_Brief A_: Reproduce the records verbatim, from their beginning through the line containing "point(203, 347)", both ends included. Omit the pictures.

_Text section_:
Skip to content

Latest commit

 

History

History

dp-planner

DP Planner

About The Project

The main component of Cohere's architecture is the DP Resource Planner. The planner takes as input a set of candidate requests alongside an inventory of available privacy resources represented as blocks. Based on these, the planner determines an allocation while adhering to the configured privacy budget. The planner supports experimentation with different allocation strategies and algorithms.

Built With

  • Rust
  • Cargo
  • Gurobi

(back to top)

Getting Started

To get a local copy up and running follow these simple steps.

Prerequisites

  • Installed curl, git, and m4:

    sudo apt-get install curl git m4
    
  • Rustup

    curl --proto '=https' --tlsv1.2 -sSf https://sh.rustup.rs | sh
  • Local clone of the repository (with submodules)

    git clone --recurse-submodules git@github.com:pps-lab/cohere.git
  • Installed Gurobi License and activated with grbgetkey.

Installation

  1. Install Rust Version 1.65:

    rustup install 1.65 && rustup override set 1.65
  2. Install Gurobi Version 9.5.1

    For Ubuntu 22.04 LTS:

    curl -o gurobi951.tar.gz https://packages.gurobi.com/9.5/gurobi9.5.1_linux64.tar.gz
    sudo tar -xzf gurobi951.tar.gz -C /opt

    Gurobi should now be installed under: /opt/gurobi951

  3. Set environment variables:

    # or to other location chosen in previous step
    export GUROBI_HOME=/opt/gurobi951/linux64
    
    export LD_LIBRARY_PATH=/opt/gurobi951/linux64/lib

    [!TIP] You can use Direnv to create project-specific .envrc files that set environment variables when you enter the project directory.

  4. Build the DP-Planner (from the root of the repository):

    cargo build --release

(back to top)

Usage

The DP Planner contains multiple binaries. We focus on the main binary dp_planneras the other binaries are only auxiliary support tools.

_Brief B_:
Answer these questions about the DP Planner text:
(i) Which Rust version does the installation install?
(ii) Under which directory should Gurobi be installed?
(iii) What does the planner take as input?

Source data
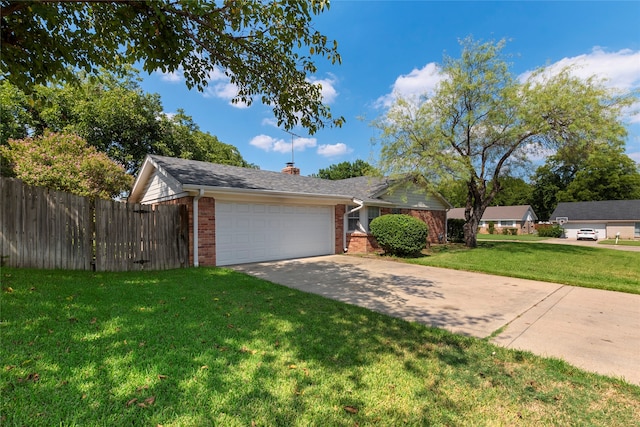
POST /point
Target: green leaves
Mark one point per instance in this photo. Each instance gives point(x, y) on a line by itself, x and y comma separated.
point(65, 162)
point(482, 124)
point(259, 44)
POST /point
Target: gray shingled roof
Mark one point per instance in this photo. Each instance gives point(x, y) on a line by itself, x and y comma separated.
point(495, 213)
point(611, 210)
point(197, 173)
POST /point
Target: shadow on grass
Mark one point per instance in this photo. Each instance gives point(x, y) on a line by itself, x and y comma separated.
point(203, 347)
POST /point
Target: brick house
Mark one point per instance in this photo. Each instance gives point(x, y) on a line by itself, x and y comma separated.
point(608, 217)
point(521, 218)
point(240, 215)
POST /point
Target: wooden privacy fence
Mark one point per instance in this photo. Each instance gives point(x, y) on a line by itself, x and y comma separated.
point(42, 228)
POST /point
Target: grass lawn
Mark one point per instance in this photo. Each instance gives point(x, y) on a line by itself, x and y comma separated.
point(518, 238)
point(588, 267)
point(620, 242)
point(199, 347)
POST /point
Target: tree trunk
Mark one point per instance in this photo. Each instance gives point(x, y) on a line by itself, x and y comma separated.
point(470, 230)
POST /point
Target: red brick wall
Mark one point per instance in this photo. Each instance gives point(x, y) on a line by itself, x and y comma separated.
point(361, 243)
point(207, 231)
point(339, 228)
point(435, 220)
point(206, 228)
point(188, 202)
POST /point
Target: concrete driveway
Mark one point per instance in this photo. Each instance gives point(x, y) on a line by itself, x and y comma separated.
point(591, 329)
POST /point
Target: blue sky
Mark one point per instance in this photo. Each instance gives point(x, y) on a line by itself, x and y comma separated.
point(394, 47)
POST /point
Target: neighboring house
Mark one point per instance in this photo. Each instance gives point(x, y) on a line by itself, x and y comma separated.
point(240, 215)
point(521, 217)
point(607, 217)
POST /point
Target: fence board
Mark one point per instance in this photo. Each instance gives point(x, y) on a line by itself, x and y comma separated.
point(42, 228)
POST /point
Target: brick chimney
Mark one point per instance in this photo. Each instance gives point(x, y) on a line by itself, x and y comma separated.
point(290, 169)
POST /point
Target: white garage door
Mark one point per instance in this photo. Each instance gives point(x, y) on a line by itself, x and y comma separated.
point(251, 232)
point(572, 229)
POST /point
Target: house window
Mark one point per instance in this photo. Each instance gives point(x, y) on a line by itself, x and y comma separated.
point(372, 213)
point(353, 219)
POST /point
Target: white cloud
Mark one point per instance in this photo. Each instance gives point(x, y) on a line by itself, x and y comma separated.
point(269, 121)
point(327, 88)
point(268, 143)
point(334, 150)
point(418, 82)
point(620, 70)
point(617, 70)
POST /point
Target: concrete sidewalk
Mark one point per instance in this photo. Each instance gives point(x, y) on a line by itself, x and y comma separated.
point(591, 329)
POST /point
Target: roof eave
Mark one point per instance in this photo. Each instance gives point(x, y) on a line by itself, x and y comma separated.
point(230, 191)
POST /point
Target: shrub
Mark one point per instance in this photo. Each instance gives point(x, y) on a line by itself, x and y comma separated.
point(455, 230)
point(550, 231)
point(400, 235)
point(492, 227)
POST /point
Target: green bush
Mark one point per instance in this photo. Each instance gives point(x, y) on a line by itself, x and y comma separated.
point(455, 230)
point(550, 231)
point(400, 235)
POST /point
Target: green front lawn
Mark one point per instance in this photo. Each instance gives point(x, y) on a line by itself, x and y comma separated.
point(620, 242)
point(572, 265)
point(205, 347)
point(519, 237)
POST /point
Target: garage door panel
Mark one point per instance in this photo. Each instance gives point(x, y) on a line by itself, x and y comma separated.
point(262, 232)
point(571, 229)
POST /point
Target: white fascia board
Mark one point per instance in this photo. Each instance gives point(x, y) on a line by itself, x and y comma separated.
point(149, 167)
point(228, 193)
point(146, 171)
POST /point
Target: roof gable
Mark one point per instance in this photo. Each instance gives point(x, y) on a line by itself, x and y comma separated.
point(611, 210)
point(192, 174)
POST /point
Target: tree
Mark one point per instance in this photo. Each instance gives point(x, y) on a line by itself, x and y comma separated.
point(65, 162)
point(113, 114)
point(514, 192)
point(481, 124)
point(267, 49)
point(608, 174)
point(593, 172)
point(182, 138)
point(345, 170)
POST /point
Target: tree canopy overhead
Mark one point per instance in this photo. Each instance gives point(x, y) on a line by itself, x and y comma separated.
point(267, 49)
point(481, 124)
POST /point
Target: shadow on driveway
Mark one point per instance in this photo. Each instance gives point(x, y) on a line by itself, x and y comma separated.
point(453, 300)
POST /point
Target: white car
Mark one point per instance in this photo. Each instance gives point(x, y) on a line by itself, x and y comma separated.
point(587, 234)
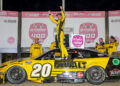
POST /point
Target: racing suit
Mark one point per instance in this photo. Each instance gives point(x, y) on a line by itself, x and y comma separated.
point(111, 47)
point(100, 47)
point(60, 33)
point(35, 50)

_Task output A_:
POST /point
Target: green leaves
Mark one point per instance in this photo. Each instance gives point(x, y) on a line by itself, x and y comma separated.
point(65, 162)
point(482, 124)
point(259, 44)
POST /point
Target: gray shingled roof
Mark one point per instance in this photo. Each instance gives point(x, y) on a line by itself, x and y comma separated.
point(495, 213)
point(611, 210)
point(197, 173)
POST /point
Target: shadow on grass
Mark one point per instance in this photo. Each instance gives point(x, y) on a line by itself, x and y comma separated.
point(203, 347)

_Task output B_:
(i) Rust Version 1.65.
(ii) /opt/gurobi951.
(iii) A set of candidate requests alongside an inventory of available privacy resources represented as blocks.